* **Source passage**
<<<<

Serial rapist guilty in ’91 attacks

A serial rapist last month admitted to committing three rapes 20 years ago, including attacks in JP and Jackson Square’s Academy Homes.

Jerry Dixon, 38, formerly of Dorchester, pleaded guilty in Suffolk Superior Court to the brutal rapes and was sentenced to three consecutive 10-year prison terms. He has already been in custody for three years.

Dixon’s conviction was the result of groundbreaking DNA evidence. The case also has led to investigatory reforms because an innocent man was wrongly convicted of one of Dixon’s rapes and spent 12 years in prison.

In July 1991, Dixon lured a Medford woman who asked him for directions behind a building on Amory Street in Jackson Square. He then beat, raped and robbed her in a 45-minute attack.

The crime inspired vigilante-style actions in the area. A “protection association” formed and offered a reward for the suspect’s capture. In one incident, an innocent man was held at gunpoint by a resident.

Police evidence-handling also was questioned after a contractor claimed to find the victim’s ID and credit cards at the scene after police had examined it.

The April 1991 Academy Homes rape was interrupted by Boston police officers, who arrested Dixon under the false name “Gerry Dickerson.” The case fell apart at the time, but Dixon’s fingerprints were recently found to match “Dickerson.”

>>>>

* **Work request**
Can you continue the news report on the 1991 rapes from where it stops?

* **Stored data entries**

<<<<

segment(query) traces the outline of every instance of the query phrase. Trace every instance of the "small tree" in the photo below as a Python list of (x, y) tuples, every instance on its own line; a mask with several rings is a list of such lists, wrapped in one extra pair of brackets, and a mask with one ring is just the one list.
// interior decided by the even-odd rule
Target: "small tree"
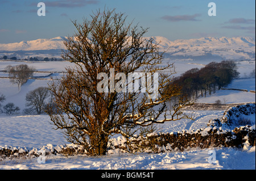
[(3, 102), (5, 100), (5, 96), (3, 94), (1, 94), (0, 95), (0, 112), (1, 112), (2, 111), (1, 110), (1, 103)]
[[(123, 14), (114, 10), (99, 11), (91, 18), (81, 24), (73, 22), (77, 32), (64, 40), (62, 57), (76, 66), (49, 85), (57, 111), (49, 106), (47, 112), (67, 140), (83, 146), (92, 155), (104, 155), (112, 135), (121, 134), (129, 145), (129, 137), (151, 132), (156, 123), (189, 117), (181, 111), (192, 103), (185, 99), (171, 111), (166, 104), (180, 90), (163, 94), (175, 73), (174, 65), (162, 66), (163, 52), (158, 43), (143, 37), (147, 29), (126, 24)], [(147, 83), (142, 75), (126, 84), (126, 76), (129, 82), (129, 75), (136, 72), (146, 75)], [(141, 83), (134, 83), (133, 91), (129, 83), (136, 79)]]
[(9, 65), (6, 68), (6, 70), (9, 74), (10, 81), (13, 83), (18, 84), (19, 89), (20, 86), (27, 82), (30, 77), (32, 77), (35, 69), (34, 68), (29, 67), (27, 65), (22, 64), (16, 66)]
[(13, 103), (9, 103), (3, 107), (3, 112), (7, 115), (11, 115), (18, 113), (20, 108), (18, 106), (15, 106)]
[(47, 87), (39, 87), (29, 91), (26, 96), (26, 106), (32, 112), (40, 114), (46, 108), (47, 99), (49, 96), (49, 92)]

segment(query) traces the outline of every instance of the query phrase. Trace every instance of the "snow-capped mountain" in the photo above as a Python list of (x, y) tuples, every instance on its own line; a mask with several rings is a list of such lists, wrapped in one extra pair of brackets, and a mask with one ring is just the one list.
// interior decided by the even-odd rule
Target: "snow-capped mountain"
[[(59, 50), (56, 52), (60, 52), (59, 50), (65, 48), (63, 44), (64, 39), (64, 37), (59, 36), (53, 39), (0, 44), (0, 56), (5, 53), (11, 54), (13, 52), (18, 57), (20, 56), (20, 53), (23, 53), (22, 56), (24, 56), (26, 51), (31, 56), (33, 51), (35, 50), (44, 50), (43, 54), (47, 54), (46, 50)], [(251, 37), (202, 37), (172, 41), (162, 36), (153, 37), (153, 39), (154, 43), (160, 42), (160, 50), (164, 50), (167, 57), (172, 60), (254, 60), (255, 58), (255, 39)], [(17, 52), (20, 50), (22, 50), (22, 53)]]
[(53, 39), (40, 39), (31, 41), (22, 41), (19, 43), (0, 44), (0, 50), (39, 50), (61, 49), (65, 48), (64, 37), (59, 36)]

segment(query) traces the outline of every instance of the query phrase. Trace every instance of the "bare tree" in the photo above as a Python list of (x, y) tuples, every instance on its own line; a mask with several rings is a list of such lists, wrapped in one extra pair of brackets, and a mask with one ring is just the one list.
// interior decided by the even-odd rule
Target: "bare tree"
[(39, 87), (29, 91), (26, 95), (26, 106), (29, 107), (31, 112), (40, 114), (46, 108), (47, 99), (49, 96), (47, 87)]
[(27, 82), (30, 77), (32, 77), (35, 71), (34, 68), (29, 67), (27, 65), (21, 64), (16, 66), (7, 66), (5, 69), (9, 74), (11, 82), (18, 84), (19, 89), (20, 86)]
[[(158, 44), (143, 37), (147, 29), (132, 27), (125, 21), (123, 14), (104, 10), (82, 24), (73, 22), (77, 32), (64, 40), (67, 50), (62, 57), (76, 66), (67, 68), (61, 79), (49, 85), (57, 106), (57, 111), (51, 106), (47, 111), (52, 123), (64, 131), (68, 141), (82, 145), (92, 155), (105, 154), (108, 140), (114, 134), (129, 141), (135, 133), (152, 132), (155, 123), (189, 117), (181, 110), (192, 103), (188, 100), (180, 99), (171, 111), (166, 104), (180, 94), (179, 89), (163, 94), (175, 73), (174, 65), (162, 66), (163, 53)], [(133, 89), (123, 75), (129, 79), (129, 75), (136, 72), (147, 75), (147, 83), (142, 75), (135, 86), (135, 78)], [(153, 74), (158, 78), (152, 78)], [(150, 85), (151, 78), (158, 81), (158, 86)], [(148, 87), (145, 91), (145, 85), (156, 89), (156, 97)]]

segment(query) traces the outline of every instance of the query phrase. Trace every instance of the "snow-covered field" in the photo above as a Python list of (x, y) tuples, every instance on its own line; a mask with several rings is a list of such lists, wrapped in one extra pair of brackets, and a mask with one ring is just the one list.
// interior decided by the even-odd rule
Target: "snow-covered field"
[[(38, 70), (49, 71), (61, 71), (65, 66), (72, 65), (68, 62), (1, 61), (0, 70), (3, 70), (9, 65), (21, 64), (28, 64)], [(195, 62), (194, 64), (187, 62), (176, 62), (177, 74), (191, 68), (200, 68), (204, 66), (202, 64), (205, 65), (207, 62)], [(246, 77), (244, 73), (249, 73), (255, 68), (255, 61), (240, 62), (238, 66), (241, 77)], [(57, 77), (60, 75), (61, 73), (55, 74)], [(8, 79), (0, 78), (0, 94), (3, 94), (6, 98), (2, 105), (13, 102), (20, 108), (22, 112), (26, 108), (26, 94), (39, 86), (47, 86), (48, 81), (47, 79), (30, 79), (19, 90), (17, 86), (12, 85)], [(238, 79), (234, 80), (228, 88), (255, 90), (255, 78)], [(255, 102), (255, 96), (254, 93), (249, 92), (221, 90), (211, 96), (199, 99), (199, 102), (214, 103), (218, 99), (225, 103)], [(221, 117), (225, 111), (197, 111), (194, 113), (195, 120), (184, 119), (166, 123), (159, 125), (160, 131), (171, 132), (204, 128), (210, 119)], [(250, 118), (255, 124), (255, 115), (251, 115)], [(39, 149), (47, 144), (56, 146), (67, 144), (61, 131), (54, 130), (53, 128), (49, 117), (45, 115), (27, 116), (20, 113), (7, 116), (4, 113), (0, 114), (0, 147), (19, 146), (30, 150), (33, 147)], [(114, 138), (117, 136), (119, 135), (116, 135)], [(213, 154), (216, 156), (214, 163), (209, 159)], [(51, 155), (47, 158), (45, 163), (40, 163), (38, 158), (0, 161), (0, 169), (255, 169), (255, 146), (241, 149), (218, 148), (159, 154), (115, 153), (97, 158)]]

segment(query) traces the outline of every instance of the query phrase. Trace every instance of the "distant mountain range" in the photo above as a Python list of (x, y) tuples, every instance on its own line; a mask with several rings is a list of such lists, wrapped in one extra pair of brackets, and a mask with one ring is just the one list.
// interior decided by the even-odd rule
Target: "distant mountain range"
[[(254, 37), (202, 37), (175, 41), (162, 36), (153, 38), (155, 42), (160, 42), (160, 50), (166, 51), (166, 57), (173, 60), (255, 59)], [(63, 42), (64, 39), (64, 37), (59, 36), (53, 39), (0, 44), (0, 56), (7, 54), (9, 57), (16, 56), (19, 58), (28, 56), (59, 57), (60, 50), (65, 48)]]

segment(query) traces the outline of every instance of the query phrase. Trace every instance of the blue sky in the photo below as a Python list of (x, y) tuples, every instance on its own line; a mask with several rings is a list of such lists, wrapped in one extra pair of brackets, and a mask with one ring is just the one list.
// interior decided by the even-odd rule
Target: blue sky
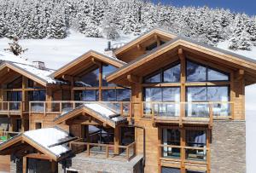
[(231, 11), (256, 15), (256, 0), (152, 0), (174, 6), (204, 6), (230, 9)]

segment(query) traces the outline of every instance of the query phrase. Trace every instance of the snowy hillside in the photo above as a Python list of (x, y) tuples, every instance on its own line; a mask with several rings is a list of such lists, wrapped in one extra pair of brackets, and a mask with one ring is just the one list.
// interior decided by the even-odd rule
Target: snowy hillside
[[(71, 31), (71, 34), (64, 39), (24, 39), (20, 40), (20, 43), (23, 48), (28, 49), (22, 55), (21, 63), (25, 63), (24, 58), (27, 58), (29, 61), (42, 61), (46, 63), (46, 66), (52, 69), (58, 69), (73, 59), (79, 57), (82, 54), (90, 49), (94, 49), (103, 53), (107, 47), (108, 39), (85, 37), (84, 34)], [(124, 35), (120, 38), (112, 42), (112, 43), (127, 43), (135, 38), (133, 35)], [(0, 51), (8, 47), (8, 38), (0, 39)], [(230, 50), (228, 42), (222, 42), (218, 44), (218, 48)], [(234, 51), (234, 50), (233, 50)], [(236, 50), (236, 54), (253, 58), (256, 60), (256, 47), (253, 47), (251, 51)], [(2, 53), (3, 54), (3, 53)], [(0, 54), (1, 58), (1, 54)], [(10, 61), (14, 61), (15, 57), (11, 56)], [(20, 61), (19, 57), (18, 60)], [(29, 63), (29, 62), (26, 62)], [(256, 172), (254, 160), (256, 160), (256, 85), (246, 88), (246, 109), (247, 109), (247, 172)]]

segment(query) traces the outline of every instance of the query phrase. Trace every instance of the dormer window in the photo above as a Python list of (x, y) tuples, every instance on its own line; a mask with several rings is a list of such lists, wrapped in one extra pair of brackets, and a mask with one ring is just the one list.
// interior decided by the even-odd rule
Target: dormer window
[(187, 81), (229, 81), (229, 74), (190, 61), (187, 61)]
[(180, 63), (176, 62), (144, 78), (144, 83), (180, 82)]

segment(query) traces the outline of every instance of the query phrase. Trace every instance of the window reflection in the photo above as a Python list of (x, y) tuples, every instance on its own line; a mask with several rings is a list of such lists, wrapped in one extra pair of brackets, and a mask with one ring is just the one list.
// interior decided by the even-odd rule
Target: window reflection
[(103, 65), (102, 66), (102, 86), (116, 86), (114, 84), (108, 84), (107, 82), (106, 77), (116, 70), (116, 67), (111, 65)]

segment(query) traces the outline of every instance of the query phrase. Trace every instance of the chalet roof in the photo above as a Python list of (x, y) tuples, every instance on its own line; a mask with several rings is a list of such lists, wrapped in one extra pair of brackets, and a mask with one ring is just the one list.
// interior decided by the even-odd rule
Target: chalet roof
[(154, 35), (160, 35), (165, 37), (167, 37), (168, 39), (173, 39), (173, 38), (177, 37), (177, 36), (174, 33), (172, 33), (170, 32), (166, 32), (160, 28), (153, 28), (153, 29), (149, 30), (148, 32), (145, 32), (144, 34), (141, 35), (140, 37), (130, 41), (129, 43), (127, 43), (125, 45), (117, 49), (114, 51), (114, 54), (116, 55), (118, 55), (125, 51), (127, 51), (132, 46), (139, 44), (140, 43), (145, 41), (145, 39), (147, 39)]
[(30, 64), (22, 64), (19, 62), (3, 61), (0, 64), (0, 71), (4, 68), (9, 68), (18, 73), (20, 73), (26, 78), (31, 78), (35, 82), (42, 84), (43, 86), (46, 86), (47, 84), (65, 84), (62, 81), (52, 78), (49, 75), (54, 71), (50, 69), (42, 70)]
[(126, 118), (122, 117), (120, 113), (115, 112), (108, 106), (100, 103), (84, 103), (75, 109), (68, 111), (55, 118), (54, 122), (60, 124), (83, 112), (92, 116), (102, 123), (106, 123), (113, 128), (119, 123), (127, 121)]
[(122, 78), (121, 76), (125, 76), (129, 73), (131, 74), (131, 72), (134, 72), (138, 66), (142, 66), (145, 62), (149, 63), (150, 61), (160, 56), (160, 55), (166, 53), (167, 51), (177, 51), (177, 53), (178, 48), (182, 48), (185, 51), (203, 53), (206, 55), (206, 58), (212, 56), (216, 58), (215, 60), (223, 61), (225, 62), (225, 65), (233, 66), (238, 69), (244, 69), (251, 75), (256, 75), (255, 60), (219, 48), (207, 45), (187, 37), (177, 36), (161, 46), (148, 51), (147, 54), (139, 56), (136, 60), (115, 70), (107, 76), (108, 82), (119, 81)]
[(55, 78), (60, 78), (62, 75), (67, 73), (69, 71), (74, 72), (73, 70), (72, 70), (74, 66), (76, 66), (77, 68), (83, 67), (83, 69), (84, 70), (84, 66), (81, 66), (81, 63), (84, 62), (84, 64), (86, 64), (86, 66), (90, 67), (95, 63), (92, 62), (95, 59), (98, 61), (110, 64), (116, 67), (121, 67), (122, 66), (126, 64), (125, 62), (119, 61), (113, 56), (110, 57), (94, 50), (89, 50), (81, 56), (76, 58), (68, 64), (58, 69), (54, 72), (53, 76)]
[(0, 144), (1, 152), (13, 145), (26, 141), (44, 154), (58, 160), (71, 151), (67, 142), (74, 140), (69, 134), (58, 127), (34, 130), (21, 133)]

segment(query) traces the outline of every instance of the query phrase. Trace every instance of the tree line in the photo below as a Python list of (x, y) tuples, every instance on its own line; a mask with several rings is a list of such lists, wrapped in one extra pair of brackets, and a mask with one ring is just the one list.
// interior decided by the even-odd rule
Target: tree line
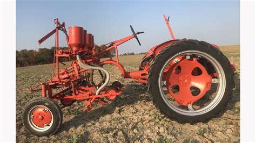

>>>>

* **Result of the exercise**
After the other rape, in March 1991 in Roxbury, police jailed an innocent man named Anthony Powell. In 2004, a review of DNA evidence pushed by the New England Innocence Project cleared Powell and showed that the various rapes were the work of some other attacker.

In a groundbreaking move, Suffolk County District Attorney Dan Conley got the then-unknown suspect indicted based solely on DNA evidence. The DNA profile later was matched with Dixon, whose DNA was on file from a 1991 armed robbery conviction—a conviction that Conley coincidentally won as an assistant district attorney, according to the Suffolk County District Attorney’s Office.

“This is the result when a prosecutor’s office commits itself to the truth rather than just convictions,” Conley said in a press statement. “We can free the innocent, hold the guilty accountable, make our city safer, and make our justice system more just.”